_SELECTED EXCERPT_:
Content starts

Mrinal Kumar Das Gupta FNI (1 September 1923 – 28 November 2005, Kolkata) was an Indian astronomer. He was born in erstwhile Barishal district in present-day Bangladesh. He received his BSc and MSc degrees in physics from Dhaka University in 1944 and 1945 respectively. Later he joined the department of Radio Physics and Electronics of the University of Calcutta as a researcher.

Content ends

_ASSIGNED TASK A_:
Translate this sentence from the passage about Mrinal Kumar Das Gupta into Spanish: "He was born in erstwhile Barishal district in present-day Bangladesh."
_ASSIGNED TASK B_:
From the passage about Mrinal Kumar Das Gupta, output the part that opens with the words containing "Mrinal Kumar Das" and closes with "as a researcher.", copying it with no changes.
_ASSIGNED TASK C_:
Finish out the next part of the passage about Mrinal Kumar Das Gupta, picking up after its last sentence.
The material has no connection to the passage about Mrinal Kumar Das Gupta.

_GIVEN ENTRIES_:
Content starts

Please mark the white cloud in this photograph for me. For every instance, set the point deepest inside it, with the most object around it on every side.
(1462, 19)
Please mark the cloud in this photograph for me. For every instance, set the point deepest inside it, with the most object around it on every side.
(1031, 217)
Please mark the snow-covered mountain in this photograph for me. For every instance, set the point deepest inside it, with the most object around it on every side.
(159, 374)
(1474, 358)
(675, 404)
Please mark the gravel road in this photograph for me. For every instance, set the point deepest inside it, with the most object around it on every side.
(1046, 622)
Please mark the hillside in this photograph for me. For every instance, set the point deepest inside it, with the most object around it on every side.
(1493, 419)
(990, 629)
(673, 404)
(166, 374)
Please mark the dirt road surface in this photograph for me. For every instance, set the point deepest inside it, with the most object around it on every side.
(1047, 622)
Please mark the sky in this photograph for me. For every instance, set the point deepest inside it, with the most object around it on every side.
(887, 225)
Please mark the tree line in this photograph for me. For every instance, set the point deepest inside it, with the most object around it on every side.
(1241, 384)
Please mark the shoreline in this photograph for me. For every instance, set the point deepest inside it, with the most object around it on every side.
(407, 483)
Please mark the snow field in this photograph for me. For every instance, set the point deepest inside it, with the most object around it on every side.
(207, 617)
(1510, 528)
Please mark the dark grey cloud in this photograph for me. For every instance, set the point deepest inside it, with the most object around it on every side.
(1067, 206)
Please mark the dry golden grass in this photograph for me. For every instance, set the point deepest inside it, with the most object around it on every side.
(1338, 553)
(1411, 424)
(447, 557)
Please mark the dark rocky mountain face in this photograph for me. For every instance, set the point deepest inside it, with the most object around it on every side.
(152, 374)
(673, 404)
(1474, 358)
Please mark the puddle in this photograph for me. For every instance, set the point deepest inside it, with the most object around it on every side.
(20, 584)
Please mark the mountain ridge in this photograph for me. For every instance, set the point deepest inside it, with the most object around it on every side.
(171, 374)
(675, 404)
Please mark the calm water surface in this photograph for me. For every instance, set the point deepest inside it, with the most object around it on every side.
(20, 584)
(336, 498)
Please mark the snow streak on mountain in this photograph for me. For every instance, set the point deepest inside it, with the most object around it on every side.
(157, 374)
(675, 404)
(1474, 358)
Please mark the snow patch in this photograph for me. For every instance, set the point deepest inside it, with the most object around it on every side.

Content ends

_ANSWER AREA A_:
Nació en el antiguo distrito de Barishal, en el actual Bangladés.

_ANSWER AREA B_:
Mrinal Kumar Das Gupta FNI (1 September 1923 – 28 November 2005, Kolkata) was an Indian astronomer. He was born in erstwhile Barishal district in present-day Bangladesh. He received his BSc and MSc degrees in physics from Dhaka University in 1944 and 1945 respectively. Later he joined the department of Radio Physics and Electronics of the University of Calcutta as a researcher.

_ANSWER AREA C_:
In 1954, he obtained his Ph.D. from the University of Manchester. Later he became the head of the department of the Institute of Radio Physics and Electronics at Calcutta University. Das Gupta worked with Robert Hanbury Brown and Roger Jennison, in building the first intensity interferometers at radio wavelength in the early 1950s and measured the apparent angular structures of two radio sources, Cygnus A and Cassiopeia A. Das Gupta was elected as a Fellow of the National Academy of Science in 1974 by the Indian National Science Academy, New Delhi and as a Fellow of the Academy of Science by the Indian Academy of Sciences, Bangalore. He was also the member of the now-infamous committee that investigated Dr. Subhash Mukhopadhyay who created the world's second and India's first child using in-vitro fertilisation. He died on 28 November 2005 in Kolkata.